→ **WHAT TO WORK ON**
Rewrite the material below, changing every "Reply with boxes like" to "Give boxes in the form" and keeping all other text the same.

→ **PROVIDED DATA**
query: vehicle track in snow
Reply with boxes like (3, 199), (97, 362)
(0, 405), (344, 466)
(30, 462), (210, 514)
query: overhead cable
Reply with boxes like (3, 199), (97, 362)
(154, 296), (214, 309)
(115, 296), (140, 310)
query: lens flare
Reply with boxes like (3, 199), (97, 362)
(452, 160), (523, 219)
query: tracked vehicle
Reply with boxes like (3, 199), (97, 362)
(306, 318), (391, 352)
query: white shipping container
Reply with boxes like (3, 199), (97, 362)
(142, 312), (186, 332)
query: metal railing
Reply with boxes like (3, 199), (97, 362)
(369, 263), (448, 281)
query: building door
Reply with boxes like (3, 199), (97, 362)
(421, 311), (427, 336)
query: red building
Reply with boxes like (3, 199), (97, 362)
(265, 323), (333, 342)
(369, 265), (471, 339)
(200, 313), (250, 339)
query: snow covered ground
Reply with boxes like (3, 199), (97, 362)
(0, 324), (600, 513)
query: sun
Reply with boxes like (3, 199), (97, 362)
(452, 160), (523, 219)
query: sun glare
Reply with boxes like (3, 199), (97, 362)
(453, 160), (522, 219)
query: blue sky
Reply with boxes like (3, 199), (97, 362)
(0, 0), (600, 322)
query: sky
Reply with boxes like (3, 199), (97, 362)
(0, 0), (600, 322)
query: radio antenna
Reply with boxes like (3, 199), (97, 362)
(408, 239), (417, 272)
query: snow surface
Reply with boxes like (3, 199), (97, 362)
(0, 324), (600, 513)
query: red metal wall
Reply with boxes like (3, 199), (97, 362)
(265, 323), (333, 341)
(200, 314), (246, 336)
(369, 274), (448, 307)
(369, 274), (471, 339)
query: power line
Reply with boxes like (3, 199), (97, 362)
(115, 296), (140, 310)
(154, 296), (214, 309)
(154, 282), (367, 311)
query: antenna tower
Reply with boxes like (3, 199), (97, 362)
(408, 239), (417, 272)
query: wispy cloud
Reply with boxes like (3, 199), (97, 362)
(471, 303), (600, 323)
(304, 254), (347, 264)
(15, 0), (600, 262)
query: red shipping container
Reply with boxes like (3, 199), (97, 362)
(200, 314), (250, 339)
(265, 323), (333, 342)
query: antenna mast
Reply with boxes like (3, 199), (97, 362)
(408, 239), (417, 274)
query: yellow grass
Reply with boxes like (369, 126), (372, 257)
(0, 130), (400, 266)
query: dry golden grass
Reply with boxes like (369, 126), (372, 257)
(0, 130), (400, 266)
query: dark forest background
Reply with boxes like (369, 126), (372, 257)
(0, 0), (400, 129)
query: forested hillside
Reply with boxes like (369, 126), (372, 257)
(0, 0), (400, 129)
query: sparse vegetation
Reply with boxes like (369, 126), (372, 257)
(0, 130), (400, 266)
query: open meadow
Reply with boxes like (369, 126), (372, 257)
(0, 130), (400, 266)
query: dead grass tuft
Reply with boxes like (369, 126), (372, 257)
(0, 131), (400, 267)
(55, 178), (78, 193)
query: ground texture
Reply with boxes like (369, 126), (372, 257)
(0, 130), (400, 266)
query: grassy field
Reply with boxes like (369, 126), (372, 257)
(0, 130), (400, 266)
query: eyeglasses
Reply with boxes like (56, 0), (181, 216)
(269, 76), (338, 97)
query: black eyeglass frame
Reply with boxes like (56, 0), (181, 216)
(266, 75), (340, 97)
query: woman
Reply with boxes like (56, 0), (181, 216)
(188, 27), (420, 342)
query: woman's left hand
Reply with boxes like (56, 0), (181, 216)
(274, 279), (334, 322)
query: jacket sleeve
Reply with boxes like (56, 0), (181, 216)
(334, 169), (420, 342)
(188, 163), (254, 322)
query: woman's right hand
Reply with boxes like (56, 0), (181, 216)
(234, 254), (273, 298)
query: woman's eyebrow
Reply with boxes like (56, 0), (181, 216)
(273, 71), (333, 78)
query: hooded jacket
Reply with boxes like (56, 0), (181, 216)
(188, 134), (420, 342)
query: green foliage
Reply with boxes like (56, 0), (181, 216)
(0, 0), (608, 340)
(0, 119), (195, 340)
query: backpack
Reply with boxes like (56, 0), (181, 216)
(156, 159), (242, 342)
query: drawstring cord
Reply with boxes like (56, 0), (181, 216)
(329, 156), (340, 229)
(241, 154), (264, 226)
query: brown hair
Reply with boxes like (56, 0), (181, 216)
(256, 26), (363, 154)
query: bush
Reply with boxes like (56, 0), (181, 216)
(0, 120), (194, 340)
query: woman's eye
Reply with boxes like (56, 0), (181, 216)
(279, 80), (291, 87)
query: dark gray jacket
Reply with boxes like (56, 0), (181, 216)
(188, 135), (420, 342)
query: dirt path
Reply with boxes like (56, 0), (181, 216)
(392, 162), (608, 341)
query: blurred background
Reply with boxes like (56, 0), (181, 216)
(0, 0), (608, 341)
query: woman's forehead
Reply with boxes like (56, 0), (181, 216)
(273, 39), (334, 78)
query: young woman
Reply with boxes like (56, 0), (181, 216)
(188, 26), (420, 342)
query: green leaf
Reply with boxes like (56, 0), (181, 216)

→ **RESPONSE FOR THIS EXERCISE**
query: vehicle track in snow
Give boxes in the form (3, 199), (97, 362)
(0, 405), (344, 466)
(30, 462), (210, 514)
query: overhead cable
Give boxes in the form (3, 199), (97, 362)
(154, 296), (214, 309)
(115, 296), (140, 310)
query: lens flare
Give boxes in the form (3, 199), (97, 362)
(452, 160), (523, 219)
query: tracked vehicle
Give boxes in the form (3, 199), (97, 362)
(306, 318), (391, 352)
query: white shipping container
Give boxes in the form (3, 199), (97, 362)
(142, 312), (186, 332)
query: metal railing
Give boxes in the form (3, 199), (97, 362)
(369, 263), (448, 281)
query: building door
Give boxes in the form (3, 199), (97, 362)
(421, 311), (427, 336)
query: red building
Give boxes in the form (3, 199), (97, 362)
(265, 323), (333, 342)
(369, 265), (471, 339)
(200, 313), (250, 339)
query: snow covered ground
Give boxes in the form (3, 199), (97, 362)
(0, 324), (600, 513)
query: sun
Give boxes in the form (3, 199), (97, 362)
(452, 160), (523, 219)
query: sun glare
Give boxes in the form (3, 199), (97, 362)
(453, 160), (522, 219)
query: blue sky
Give boxes in the form (3, 199), (97, 362)
(0, 0), (600, 322)
query: sky
Give boxes in the form (3, 199), (97, 362)
(0, 0), (600, 322)
query: radio antenna
Give boxes in the form (3, 199), (97, 362)
(408, 239), (417, 272)
query: snow surface
Give boxes in the form (3, 199), (97, 362)
(0, 324), (600, 513)
query: red metal wall
Give boxes in the form (3, 199), (97, 362)
(265, 323), (333, 341)
(200, 314), (246, 336)
(369, 274), (448, 307)
(369, 274), (471, 339)
query: power line
Give boxes in the form (3, 199), (97, 362)
(115, 296), (140, 310)
(154, 296), (214, 309)
(154, 282), (367, 311)
query: antenna tower
Give boxes in the form (3, 199), (97, 362)
(408, 239), (417, 272)
query: wispy cloud
Give boxes in the form (3, 199), (97, 362)
(471, 303), (600, 323)
(304, 254), (347, 264)
(15, 0), (600, 262)
query: red shipping container
Give boxes in the form (3, 199), (97, 362)
(200, 314), (250, 339)
(265, 323), (333, 342)
query: antenna mast
Give boxes in the form (3, 199), (97, 362)
(408, 239), (417, 274)
query: yellow grass
Give boxes in the form (369, 126), (372, 257)
(0, 130), (400, 266)
query: dry golden grass
Give boxes in the form (369, 126), (372, 257)
(0, 130), (400, 266)
query: dark forest background
Give boxes in the form (369, 126), (372, 257)
(0, 0), (400, 129)
query: forested hillside
Give boxes in the form (369, 126), (372, 257)
(0, 0), (400, 129)
query: sparse vegetation
Give boxes in the form (369, 126), (372, 257)
(0, 130), (400, 266)
query: open meadow
Give boxes in the form (369, 126), (372, 257)
(0, 130), (400, 266)
query: dead grass tuft
Give boxes in the form (369, 126), (372, 257)
(0, 131), (400, 267)
(55, 178), (78, 193)
query: ground texture
Give boxes in the form (369, 126), (372, 257)
(0, 130), (400, 266)
query: grassy field
Give boxes in the form (369, 126), (372, 257)
(0, 130), (400, 266)
query: eyeglasses
Give boxes in the form (56, 0), (181, 216)
(269, 76), (338, 97)
query: black eyeglass frame
Give boxes in the form (56, 0), (181, 216)
(266, 75), (340, 97)
query: woman
Give boxes in the form (56, 0), (181, 216)
(188, 27), (420, 342)
query: woman's left hand
Give boxes in the form (56, 0), (181, 216)
(274, 279), (334, 322)
query: jacket sleeve
Give boxes in the form (56, 0), (181, 216)
(334, 169), (420, 342)
(188, 163), (254, 322)
query: woman's right hand
Give boxes in the form (56, 0), (181, 216)
(234, 254), (273, 298)
query: woman's eyebrow
Give boxes in the form (56, 0), (181, 216)
(273, 71), (333, 78)
query: hooded jacket
Give boxes in the form (56, 0), (181, 216)
(188, 134), (420, 342)
query: green foliage
Give boxes in the form (56, 0), (181, 216)
(0, 0), (608, 340)
(0, 119), (195, 340)
query: backpack
Give boxes in the form (56, 0), (181, 216)
(156, 159), (242, 342)
query: drawstring cord
Give boxes in the form (56, 0), (181, 216)
(329, 156), (340, 229)
(241, 154), (264, 226)
query: brown hair
Give boxes in the form (56, 0), (181, 216)
(256, 26), (363, 154)
query: bush
Give boxes in the form (56, 0), (181, 216)
(0, 120), (194, 340)
query: woman's eye
Give boxes in the form (56, 0), (181, 216)
(279, 80), (291, 87)
query: dark gray jacket
Give boxes in the form (56, 0), (181, 216)
(188, 135), (420, 342)
query: dirt path
Give boxes in the form (56, 0), (181, 216)
(392, 162), (608, 341)
query: blurred background
Give boxes in the form (56, 0), (181, 216)
(0, 0), (608, 341)
query: woman's forehead
Give boxes in the form (56, 0), (181, 216)
(273, 39), (334, 78)
query: young woman
Give boxes in the form (56, 0), (181, 216)
(188, 26), (420, 342)
query: green leaf
Give boxes in the form (56, 0), (181, 216)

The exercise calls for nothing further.